面试时问的时间复杂度问题

Question

int[] a = {3,5,4,3,2,2,1};

        System.out.println("Duplicate elements are: ");

        for(int i=0; i<a.length; i++) {
            for(int j = i+1; j<a.length; j++) {
                if(a[i]==a[j]  && i!=j){
                    System.out.println(a[j] + " ");
                }
            }
        }

This codes time complexity is O(n^2), interviewer asked me to change it to O(n). How can we do that?

Answer 1

This is one solution which would meet the O(n) requirement, that would be to use a HashSet - A HashSet will not accept a duplicate value, so one loop is all you need, that is if the requirements allow for use of a declared HashSet :

int[] a = {3,5,4,3,2,2,1};
// Create a set 
Set<Integer> set = new HashSet<Integer>();
//Create a set for storing duplicates
Set<Integer> setDupes = new HashSet<Integer>();

System.out.println("Duplicate elements are: ");

//loop the array once 
for (int num : a) 
{ 
     if (set.add(num) == false) 
     { 
        // your duplicate element
        if(setDupes.add(num) == true) 
           System.out.println(num + " ");
     } 
}

Answer 2

It depends on what you want to do inside the loop. If they are not dependent then you can merge both of them in one

Answer 3

When the loops are not dependent you can re-write the loop as:

    for (int i = 0, j=0; i < n && j<n; i++;j++) {
        //do something in constant time
    }

§ Prompt A: Reproduce everything in the time complexity thread from "for(int i=0; i<a.length;" down to "we do that?", substituting "recruiter" for "interviewer".
The thread has no connection to the records that come after it.

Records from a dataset

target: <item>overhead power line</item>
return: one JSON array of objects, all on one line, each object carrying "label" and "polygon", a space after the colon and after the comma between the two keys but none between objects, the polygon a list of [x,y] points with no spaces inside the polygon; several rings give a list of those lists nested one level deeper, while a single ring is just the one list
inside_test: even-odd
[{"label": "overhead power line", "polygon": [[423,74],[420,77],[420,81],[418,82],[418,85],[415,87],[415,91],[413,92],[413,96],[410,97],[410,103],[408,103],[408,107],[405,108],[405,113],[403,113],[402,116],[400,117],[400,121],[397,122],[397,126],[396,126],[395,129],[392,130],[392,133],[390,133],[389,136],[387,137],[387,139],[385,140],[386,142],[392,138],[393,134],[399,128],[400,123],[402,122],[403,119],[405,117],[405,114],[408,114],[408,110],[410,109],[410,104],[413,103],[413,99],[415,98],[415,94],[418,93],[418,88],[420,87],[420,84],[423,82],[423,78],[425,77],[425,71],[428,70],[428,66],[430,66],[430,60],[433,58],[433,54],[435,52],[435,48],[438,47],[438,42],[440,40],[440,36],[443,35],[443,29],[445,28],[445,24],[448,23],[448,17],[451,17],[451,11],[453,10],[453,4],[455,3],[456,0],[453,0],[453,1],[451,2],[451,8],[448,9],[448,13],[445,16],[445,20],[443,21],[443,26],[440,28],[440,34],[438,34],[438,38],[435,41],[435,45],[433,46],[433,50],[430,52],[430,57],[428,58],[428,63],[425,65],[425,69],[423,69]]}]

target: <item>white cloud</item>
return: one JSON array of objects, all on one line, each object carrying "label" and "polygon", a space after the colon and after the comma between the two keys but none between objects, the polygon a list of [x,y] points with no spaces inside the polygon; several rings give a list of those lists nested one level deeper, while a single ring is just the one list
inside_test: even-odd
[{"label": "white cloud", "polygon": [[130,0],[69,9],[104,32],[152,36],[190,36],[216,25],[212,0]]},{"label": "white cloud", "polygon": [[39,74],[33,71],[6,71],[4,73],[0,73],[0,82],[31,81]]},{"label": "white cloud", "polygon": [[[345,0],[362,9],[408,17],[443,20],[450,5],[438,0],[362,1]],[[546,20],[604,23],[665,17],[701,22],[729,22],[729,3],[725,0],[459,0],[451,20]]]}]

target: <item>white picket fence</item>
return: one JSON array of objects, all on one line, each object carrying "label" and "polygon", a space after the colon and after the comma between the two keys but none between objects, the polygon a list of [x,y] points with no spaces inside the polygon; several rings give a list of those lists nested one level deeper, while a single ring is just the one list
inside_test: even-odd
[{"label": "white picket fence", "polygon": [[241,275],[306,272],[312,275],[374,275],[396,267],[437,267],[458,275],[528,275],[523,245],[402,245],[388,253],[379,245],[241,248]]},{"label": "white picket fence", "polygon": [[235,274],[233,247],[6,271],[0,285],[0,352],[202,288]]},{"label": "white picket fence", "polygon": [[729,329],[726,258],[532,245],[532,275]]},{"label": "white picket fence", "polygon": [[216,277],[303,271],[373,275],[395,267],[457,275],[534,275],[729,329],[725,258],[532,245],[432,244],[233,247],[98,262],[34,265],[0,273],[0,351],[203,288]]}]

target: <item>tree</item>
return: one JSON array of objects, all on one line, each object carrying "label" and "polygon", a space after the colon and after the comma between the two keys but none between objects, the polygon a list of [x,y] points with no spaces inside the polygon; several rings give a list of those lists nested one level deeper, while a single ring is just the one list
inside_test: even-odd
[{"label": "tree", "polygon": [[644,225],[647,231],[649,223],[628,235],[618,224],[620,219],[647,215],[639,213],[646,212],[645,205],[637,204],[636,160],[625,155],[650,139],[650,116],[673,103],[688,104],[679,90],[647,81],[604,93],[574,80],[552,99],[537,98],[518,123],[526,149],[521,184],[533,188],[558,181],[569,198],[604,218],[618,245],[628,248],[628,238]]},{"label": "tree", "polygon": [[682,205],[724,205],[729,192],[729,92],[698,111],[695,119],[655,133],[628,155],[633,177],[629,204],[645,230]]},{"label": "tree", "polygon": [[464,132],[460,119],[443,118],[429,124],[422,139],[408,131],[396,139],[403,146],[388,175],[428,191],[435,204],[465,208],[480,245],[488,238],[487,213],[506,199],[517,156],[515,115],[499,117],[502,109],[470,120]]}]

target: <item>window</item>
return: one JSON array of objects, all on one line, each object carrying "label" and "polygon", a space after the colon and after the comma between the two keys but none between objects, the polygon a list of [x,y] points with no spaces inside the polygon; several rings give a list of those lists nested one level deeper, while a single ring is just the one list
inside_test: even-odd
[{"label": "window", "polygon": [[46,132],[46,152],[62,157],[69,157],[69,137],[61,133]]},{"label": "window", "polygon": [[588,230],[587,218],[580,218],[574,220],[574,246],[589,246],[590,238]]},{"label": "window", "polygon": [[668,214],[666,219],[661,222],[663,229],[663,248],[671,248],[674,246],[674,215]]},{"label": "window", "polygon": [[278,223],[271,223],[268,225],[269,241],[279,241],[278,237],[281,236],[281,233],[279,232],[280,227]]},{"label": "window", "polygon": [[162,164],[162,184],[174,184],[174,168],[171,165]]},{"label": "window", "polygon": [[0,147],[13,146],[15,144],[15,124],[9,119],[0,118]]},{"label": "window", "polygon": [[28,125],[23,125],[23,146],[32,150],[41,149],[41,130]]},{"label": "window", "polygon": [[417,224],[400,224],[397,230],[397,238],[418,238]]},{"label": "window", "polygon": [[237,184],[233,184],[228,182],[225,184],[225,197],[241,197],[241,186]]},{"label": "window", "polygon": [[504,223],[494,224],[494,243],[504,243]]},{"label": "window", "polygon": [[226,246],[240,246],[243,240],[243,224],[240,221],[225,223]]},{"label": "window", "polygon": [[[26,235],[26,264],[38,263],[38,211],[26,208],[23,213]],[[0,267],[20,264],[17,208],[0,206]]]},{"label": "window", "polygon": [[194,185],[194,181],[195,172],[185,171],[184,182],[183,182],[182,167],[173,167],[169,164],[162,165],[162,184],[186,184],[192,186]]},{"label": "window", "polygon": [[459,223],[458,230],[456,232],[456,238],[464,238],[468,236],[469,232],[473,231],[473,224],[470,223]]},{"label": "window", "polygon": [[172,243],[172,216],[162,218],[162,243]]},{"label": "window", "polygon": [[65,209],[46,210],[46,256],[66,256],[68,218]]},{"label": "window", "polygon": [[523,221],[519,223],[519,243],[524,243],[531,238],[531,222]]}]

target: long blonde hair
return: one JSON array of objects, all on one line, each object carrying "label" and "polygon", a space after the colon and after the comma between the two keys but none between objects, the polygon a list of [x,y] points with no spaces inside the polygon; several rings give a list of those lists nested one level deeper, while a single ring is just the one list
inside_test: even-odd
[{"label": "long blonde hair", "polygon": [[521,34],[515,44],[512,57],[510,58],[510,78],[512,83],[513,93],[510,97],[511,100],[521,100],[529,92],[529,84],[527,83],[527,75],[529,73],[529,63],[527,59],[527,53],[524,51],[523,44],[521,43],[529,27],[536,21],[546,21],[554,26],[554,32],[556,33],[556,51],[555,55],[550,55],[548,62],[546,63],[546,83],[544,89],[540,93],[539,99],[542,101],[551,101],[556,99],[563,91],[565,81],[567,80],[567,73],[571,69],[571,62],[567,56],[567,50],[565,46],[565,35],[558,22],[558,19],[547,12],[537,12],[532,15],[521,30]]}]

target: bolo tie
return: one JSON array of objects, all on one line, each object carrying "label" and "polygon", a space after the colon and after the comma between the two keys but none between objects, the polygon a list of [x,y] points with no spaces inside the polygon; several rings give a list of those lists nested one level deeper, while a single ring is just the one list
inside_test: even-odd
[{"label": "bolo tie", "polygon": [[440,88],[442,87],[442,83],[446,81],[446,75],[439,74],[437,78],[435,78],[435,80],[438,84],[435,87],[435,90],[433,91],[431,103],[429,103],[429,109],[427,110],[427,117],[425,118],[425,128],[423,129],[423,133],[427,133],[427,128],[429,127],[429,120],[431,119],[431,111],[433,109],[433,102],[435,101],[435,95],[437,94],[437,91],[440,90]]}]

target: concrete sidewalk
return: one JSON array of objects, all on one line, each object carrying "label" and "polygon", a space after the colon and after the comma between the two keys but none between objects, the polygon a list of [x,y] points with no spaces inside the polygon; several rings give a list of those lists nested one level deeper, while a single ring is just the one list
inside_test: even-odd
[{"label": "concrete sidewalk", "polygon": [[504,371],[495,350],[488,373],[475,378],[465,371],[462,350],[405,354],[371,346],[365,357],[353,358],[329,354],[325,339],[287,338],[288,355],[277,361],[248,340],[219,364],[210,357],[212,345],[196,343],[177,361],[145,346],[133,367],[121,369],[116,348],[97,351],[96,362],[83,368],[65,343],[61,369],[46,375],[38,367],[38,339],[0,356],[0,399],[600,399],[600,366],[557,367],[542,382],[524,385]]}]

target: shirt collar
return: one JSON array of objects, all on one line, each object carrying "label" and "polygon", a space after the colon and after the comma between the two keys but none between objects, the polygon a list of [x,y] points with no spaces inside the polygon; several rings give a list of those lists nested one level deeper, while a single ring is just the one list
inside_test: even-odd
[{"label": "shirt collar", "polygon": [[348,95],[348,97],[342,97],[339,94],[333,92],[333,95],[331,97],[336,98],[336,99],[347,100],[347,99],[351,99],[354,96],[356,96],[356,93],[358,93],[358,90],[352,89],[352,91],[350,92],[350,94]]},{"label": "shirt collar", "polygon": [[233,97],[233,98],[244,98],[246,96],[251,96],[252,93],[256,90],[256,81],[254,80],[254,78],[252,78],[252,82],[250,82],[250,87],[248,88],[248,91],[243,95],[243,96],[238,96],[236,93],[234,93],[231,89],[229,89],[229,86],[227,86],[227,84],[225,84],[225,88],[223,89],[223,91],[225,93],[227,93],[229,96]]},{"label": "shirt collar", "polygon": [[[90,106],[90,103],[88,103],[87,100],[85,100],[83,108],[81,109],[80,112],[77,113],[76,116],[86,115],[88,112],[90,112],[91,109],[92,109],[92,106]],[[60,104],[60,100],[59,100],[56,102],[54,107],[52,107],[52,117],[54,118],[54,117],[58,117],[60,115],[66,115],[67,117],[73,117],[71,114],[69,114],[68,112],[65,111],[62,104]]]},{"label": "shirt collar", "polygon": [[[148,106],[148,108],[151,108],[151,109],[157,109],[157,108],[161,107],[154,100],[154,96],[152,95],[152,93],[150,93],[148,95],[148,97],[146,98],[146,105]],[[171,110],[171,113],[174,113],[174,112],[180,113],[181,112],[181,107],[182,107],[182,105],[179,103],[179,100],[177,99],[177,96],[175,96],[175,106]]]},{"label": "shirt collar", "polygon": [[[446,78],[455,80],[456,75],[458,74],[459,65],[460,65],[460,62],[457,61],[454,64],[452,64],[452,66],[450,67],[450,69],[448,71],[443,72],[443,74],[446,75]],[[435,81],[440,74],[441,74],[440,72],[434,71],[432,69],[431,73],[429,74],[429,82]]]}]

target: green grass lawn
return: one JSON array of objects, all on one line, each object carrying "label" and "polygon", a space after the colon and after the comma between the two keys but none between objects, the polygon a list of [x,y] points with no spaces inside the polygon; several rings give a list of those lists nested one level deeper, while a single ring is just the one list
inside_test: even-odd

§ Prompt B: How many lines of the records contain the string "white"? Reply with only the number.

§ Full answer A:
for(int i=0; i<a.length; i++) {
            for(int j = i+1; j<a.length; j++) {
                if(a[i]==a[j]  && i!=j){
                    System.out.println(a[j] + " ");
                }
            }
        }

This codes time complexity is O(n^2), recruiter asked me to change it to O(n). How can we do that?

§ Full answer B: 4